Your instructions => Count the lines in the records below that contain the word "somewhere" and give only the number.

Record set =>

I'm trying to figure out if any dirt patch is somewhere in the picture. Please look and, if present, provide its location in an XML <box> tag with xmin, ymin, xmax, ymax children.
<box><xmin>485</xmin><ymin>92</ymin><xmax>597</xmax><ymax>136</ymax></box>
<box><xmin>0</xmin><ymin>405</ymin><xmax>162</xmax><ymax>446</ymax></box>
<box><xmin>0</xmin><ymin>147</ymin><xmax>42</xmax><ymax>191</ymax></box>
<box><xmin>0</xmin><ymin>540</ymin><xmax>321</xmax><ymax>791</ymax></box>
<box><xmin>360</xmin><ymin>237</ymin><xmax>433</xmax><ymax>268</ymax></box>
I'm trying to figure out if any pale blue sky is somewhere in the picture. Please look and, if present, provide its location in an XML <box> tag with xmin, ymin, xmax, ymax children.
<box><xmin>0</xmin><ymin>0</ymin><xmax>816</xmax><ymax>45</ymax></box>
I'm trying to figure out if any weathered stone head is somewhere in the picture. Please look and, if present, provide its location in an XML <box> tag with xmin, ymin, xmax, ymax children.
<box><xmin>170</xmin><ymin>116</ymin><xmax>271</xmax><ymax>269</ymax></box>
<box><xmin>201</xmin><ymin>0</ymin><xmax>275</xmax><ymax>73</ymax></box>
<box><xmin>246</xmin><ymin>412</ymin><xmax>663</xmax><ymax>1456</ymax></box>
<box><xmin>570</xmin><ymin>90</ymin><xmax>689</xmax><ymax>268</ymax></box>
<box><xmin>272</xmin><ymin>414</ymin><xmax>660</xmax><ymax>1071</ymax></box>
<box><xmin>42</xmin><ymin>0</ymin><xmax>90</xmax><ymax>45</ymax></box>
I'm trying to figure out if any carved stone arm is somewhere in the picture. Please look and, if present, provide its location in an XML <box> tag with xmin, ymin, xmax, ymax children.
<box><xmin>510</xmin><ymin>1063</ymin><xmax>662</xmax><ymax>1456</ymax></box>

Output => 4